Excerpt provided:
::::

From an economic point of view it is beneficial to target interventions towards high-risk groups, as is currently the normal practice with statins in the treatment of hypercholesterolemia. This could be with regards to targeting specific cardiovascular conditions, subsets of patients or even the genotypes of potentially high-risk groups (see the effect of statins in GST null populations;). Given the inherent costs in any pharmacological intervention, a more appropriate intervention is to reduce the exposure to PM air pollution of those thought to be at highest risk. There is limited evidence that use of personal respiratory protection in the form of a face-mask can reduce the adverse effects of exposure to PM, although it remains to be seen if such an intervention can reduce the incidence of acute cardiovascular events. While such an intervention would be cheap and readily achievable in the short-term, it is unlikely to be more than a temporary intervention until more stringent environmental controls can be implemented.
Despite the potential in the above interventions, the single most effective way to limit the health effects of air pollution in the general population is undoubtedly to reduce harmful emissions in the first place. The health effects of air pollution are strongly linked to the fine (and ultrafine) components, from traffic and industrial processes that burn fossil fuels. There is already evidence that reducing PM emissions from diesel engines by the use of a retrofit particle trap can abolish the adverse vascular effects of diesel exhaust exposure. Alternatively, modification of fuels and engine technology to ensure more complete combustion, such as the use of fuel additives like cerium oxide, can reduce PM emissions. This article highlights the importance of the composition of the emissions, and PM itself, and wide variation in the cardiovascular effects of different types of PM. Identification of the detrimental physiochemical properties of airborne PM will lead to improvements in fuel and engine technologies to limit the presence of these chemicals from emissions. A combined scientific and clinical approach using complementary techniques is now needed to establish the potential of these interventions in reducing the health effects of air pollution, paying specific attention to the whether these interventions can prevent the oxidative-stress driven actions of inhaled particles.

::::

Problem 1: In the excerpt on air pollution and cardiovascular health, which fuel additive is named as a way to reduce PM emissions?
Problem 2: Turn the paragraph of the excerpt on air pollution and cardiovascular health that begins "Despite the potential in the above interventions" into a bulleted list that keeps its main facts.

::::

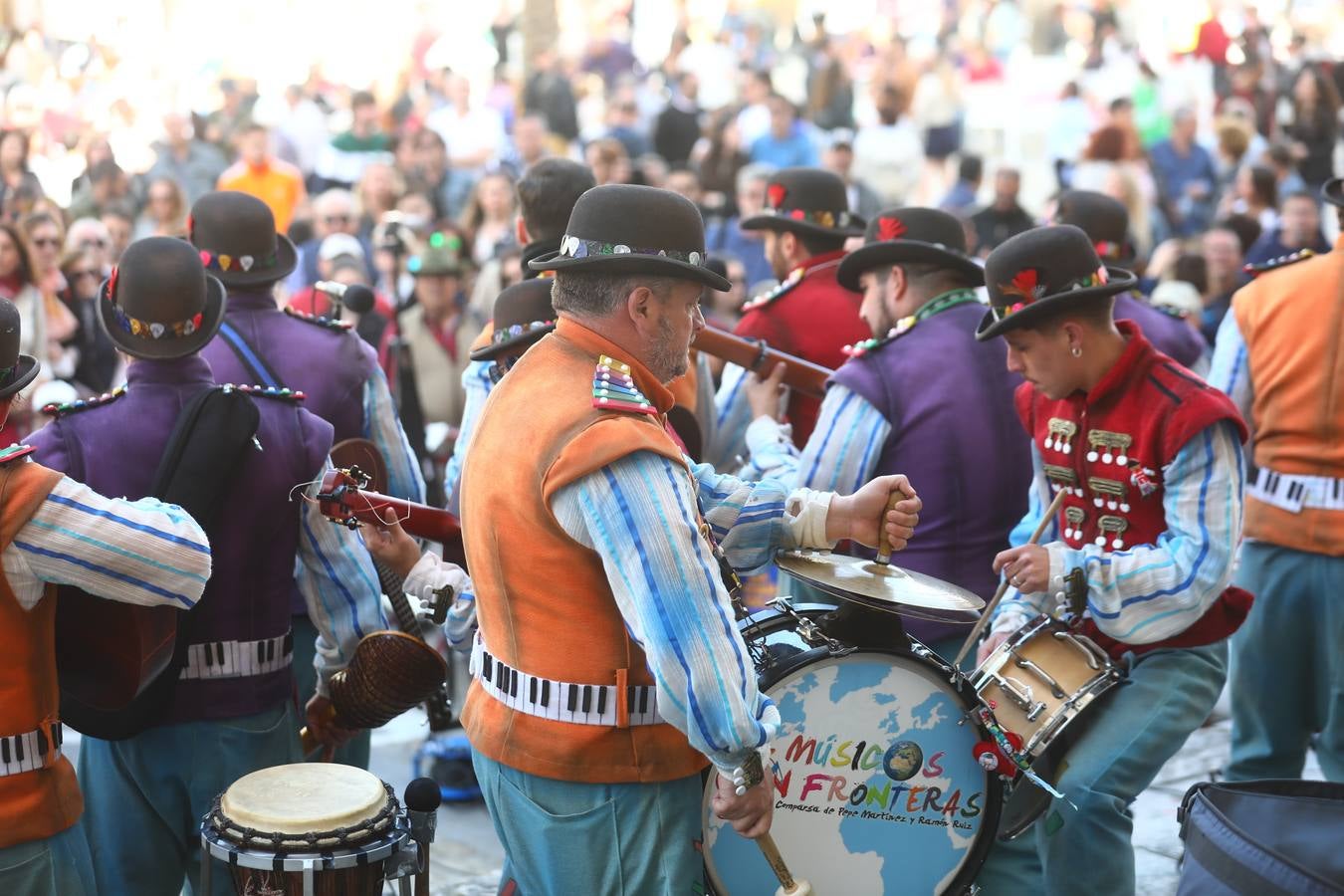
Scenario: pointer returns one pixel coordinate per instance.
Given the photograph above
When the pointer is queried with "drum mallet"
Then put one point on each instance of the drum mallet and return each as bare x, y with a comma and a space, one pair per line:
787, 885
1045, 519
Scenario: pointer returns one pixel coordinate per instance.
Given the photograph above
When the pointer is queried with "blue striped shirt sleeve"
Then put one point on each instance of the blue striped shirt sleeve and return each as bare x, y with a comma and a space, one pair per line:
638, 516
144, 553
1229, 369
338, 584
476, 385
1147, 592
843, 452
383, 427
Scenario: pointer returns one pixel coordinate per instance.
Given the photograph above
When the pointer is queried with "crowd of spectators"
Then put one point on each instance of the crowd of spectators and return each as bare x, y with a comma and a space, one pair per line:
361, 181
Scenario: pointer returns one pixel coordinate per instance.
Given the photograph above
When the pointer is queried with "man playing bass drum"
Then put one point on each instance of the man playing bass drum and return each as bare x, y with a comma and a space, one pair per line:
1141, 553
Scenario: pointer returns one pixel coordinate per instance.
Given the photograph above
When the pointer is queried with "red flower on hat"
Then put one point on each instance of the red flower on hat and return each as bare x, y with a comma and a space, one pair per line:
1027, 285
890, 229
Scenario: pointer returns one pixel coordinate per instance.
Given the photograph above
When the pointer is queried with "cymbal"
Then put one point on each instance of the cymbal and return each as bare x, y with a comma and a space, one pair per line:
882, 587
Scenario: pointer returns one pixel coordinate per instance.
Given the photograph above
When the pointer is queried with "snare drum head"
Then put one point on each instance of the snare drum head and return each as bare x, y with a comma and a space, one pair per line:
306, 796
876, 787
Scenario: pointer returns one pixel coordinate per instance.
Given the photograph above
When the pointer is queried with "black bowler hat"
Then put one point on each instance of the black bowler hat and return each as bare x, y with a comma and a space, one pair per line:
158, 303
911, 237
1040, 273
1104, 219
16, 369
806, 200
1332, 191
237, 238
634, 230
523, 314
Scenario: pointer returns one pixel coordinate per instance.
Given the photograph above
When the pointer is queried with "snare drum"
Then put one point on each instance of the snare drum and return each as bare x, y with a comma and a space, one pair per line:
876, 784
1037, 684
308, 829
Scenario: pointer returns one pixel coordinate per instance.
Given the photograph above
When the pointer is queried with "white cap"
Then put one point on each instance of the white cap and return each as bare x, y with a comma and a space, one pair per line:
1178, 296
337, 245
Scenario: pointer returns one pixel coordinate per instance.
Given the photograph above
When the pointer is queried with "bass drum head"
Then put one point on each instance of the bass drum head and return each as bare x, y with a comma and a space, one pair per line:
876, 787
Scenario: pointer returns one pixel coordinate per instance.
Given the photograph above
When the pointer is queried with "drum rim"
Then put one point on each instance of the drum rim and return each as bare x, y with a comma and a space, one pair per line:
379, 848
314, 841
987, 834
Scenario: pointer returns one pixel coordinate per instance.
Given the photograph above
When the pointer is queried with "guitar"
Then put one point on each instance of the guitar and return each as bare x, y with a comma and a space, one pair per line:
344, 497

::::

Response area 1: Cerium oxide.

Response area 2:
- Reducing harmful emissions in the first place is the single most effective way to limit the health effects of air pollution in the general population.
- These health effects are strongly linked to fine and ultrafine components from traffic and industrial processes that burn fossil fuels.
- Retrofit particle traps that cut PM emissions from diesel engines can abolish the adverse vascular effects of diesel exhaust exposure.
- Modifying fuels and engine technology to ensure more complete combustion can reduce PM emissions. Fuel additives such as cerium oxide are one example.
- The composition of emissions and of PM matters, and the cardiovascular effects of different types of PM vary widely.
- Identifying the detrimental properties of airborne PM will lead to better fuel and engine technologies that limit these chemicals in emissions.
- A combined scientific and clinical approach is needed to establish what these interventions can achieve. It should focus especially on whether they can prevent the oxidative-stress driven actions of inhaled particles.